→ ACTIVITY
Nothing in the records may be left out; restate them word for word.

BEGIN

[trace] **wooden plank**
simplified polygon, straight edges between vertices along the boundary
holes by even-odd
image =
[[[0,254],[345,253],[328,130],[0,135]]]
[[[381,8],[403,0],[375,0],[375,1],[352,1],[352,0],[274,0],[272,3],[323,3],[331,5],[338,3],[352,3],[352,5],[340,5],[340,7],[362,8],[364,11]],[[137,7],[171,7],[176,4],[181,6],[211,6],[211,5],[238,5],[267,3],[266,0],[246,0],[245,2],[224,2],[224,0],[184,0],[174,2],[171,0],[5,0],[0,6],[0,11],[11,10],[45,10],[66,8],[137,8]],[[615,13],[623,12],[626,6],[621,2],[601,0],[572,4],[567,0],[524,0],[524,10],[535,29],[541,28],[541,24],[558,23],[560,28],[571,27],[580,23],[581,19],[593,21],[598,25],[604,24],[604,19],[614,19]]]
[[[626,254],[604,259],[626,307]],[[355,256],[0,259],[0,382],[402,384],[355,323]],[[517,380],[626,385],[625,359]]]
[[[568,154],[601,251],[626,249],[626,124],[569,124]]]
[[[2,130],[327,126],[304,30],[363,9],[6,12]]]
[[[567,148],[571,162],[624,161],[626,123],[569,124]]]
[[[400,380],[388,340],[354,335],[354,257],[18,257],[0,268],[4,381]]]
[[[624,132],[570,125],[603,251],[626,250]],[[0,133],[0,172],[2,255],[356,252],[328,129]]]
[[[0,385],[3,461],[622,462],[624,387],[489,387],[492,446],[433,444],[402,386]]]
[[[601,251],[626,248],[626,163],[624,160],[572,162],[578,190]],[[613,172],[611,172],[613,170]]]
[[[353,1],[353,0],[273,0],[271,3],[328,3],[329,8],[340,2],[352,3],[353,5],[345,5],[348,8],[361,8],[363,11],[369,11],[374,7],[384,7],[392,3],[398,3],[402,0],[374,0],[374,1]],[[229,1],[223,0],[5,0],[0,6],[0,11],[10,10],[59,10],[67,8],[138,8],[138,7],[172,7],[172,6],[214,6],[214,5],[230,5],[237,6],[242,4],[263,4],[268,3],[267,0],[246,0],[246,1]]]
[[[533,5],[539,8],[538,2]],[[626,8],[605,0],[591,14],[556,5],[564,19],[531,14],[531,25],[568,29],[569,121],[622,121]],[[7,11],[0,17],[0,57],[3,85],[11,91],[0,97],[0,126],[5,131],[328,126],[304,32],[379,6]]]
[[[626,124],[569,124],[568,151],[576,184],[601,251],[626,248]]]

END

→ THE ANSWER
[trace] **wooden plank**
simplified polygon, straight edges between vertices along the boundary
holes by even-odd
image =
[[[0,254],[345,253],[328,130],[0,135]]]
[[[381,8],[403,0],[375,0],[375,1],[352,1],[352,0],[274,0],[272,3],[323,3],[331,5],[338,3],[352,3],[352,5],[340,5],[340,7],[362,8],[364,11]],[[137,7],[171,7],[176,4],[181,6],[211,6],[211,5],[238,5],[267,3],[266,0],[246,0],[245,2],[224,2],[224,0],[184,0],[174,2],[171,0],[5,0],[0,6],[0,11],[11,10],[45,10],[66,8],[137,8]],[[615,13],[623,12],[626,6],[621,2],[601,0],[572,4],[567,0],[524,0],[524,10],[535,29],[541,28],[541,24],[558,23],[560,28],[571,27],[580,23],[581,19],[593,21],[598,25],[604,24],[604,19],[614,19]]]
[[[626,254],[604,259],[626,307]],[[355,256],[0,259],[0,382],[402,384],[355,323]],[[517,380],[626,385],[625,359]]]
[[[568,154],[601,251],[626,249],[626,124],[569,124]]]
[[[2,130],[327,126],[304,30],[363,9],[6,12]]]
[[[567,148],[571,162],[624,161],[626,123],[569,124]]]
[[[400,380],[388,340],[354,335],[354,257],[18,257],[0,268],[4,381]]]
[[[624,132],[570,125],[603,251],[626,250]],[[0,133],[0,172],[2,255],[356,252],[328,129]]]
[[[0,385],[3,461],[622,462],[624,387],[489,387],[492,446],[433,444],[402,386]]]
[[[601,251],[626,248],[626,163],[624,160],[572,162],[578,190]],[[613,172],[611,172],[613,170]]]
[[[353,1],[353,0],[273,0],[271,3],[328,3],[329,8],[340,2],[352,3],[353,5],[345,5],[348,8],[361,8],[363,11],[369,11],[374,7],[384,7],[392,3],[398,3],[402,0],[374,0],[374,1]],[[229,1],[223,0],[5,0],[0,6],[0,11],[10,10],[59,10],[67,8],[138,8],[138,7],[172,7],[172,6],[214,6],[214,5],[230,5],[237,6],[242,4],[263,4],[268,3],[267,0],[246,0],[246,1]]]
[[[533,5],[539,8],[538,2]],[[626,8],[605,0],[591,14],[556,5],[564,19],[531,14],[531,25],[568,29],[569,121],[622,121]],[[7,11],[0,17],[0,57],[3,85],[11,91],[0,97],[0,126],[5,131],[328,126],[304,32],[379,6]]]
[[[626,124],[569,124],[568,151],[576,184],[601,251],[626,248]]]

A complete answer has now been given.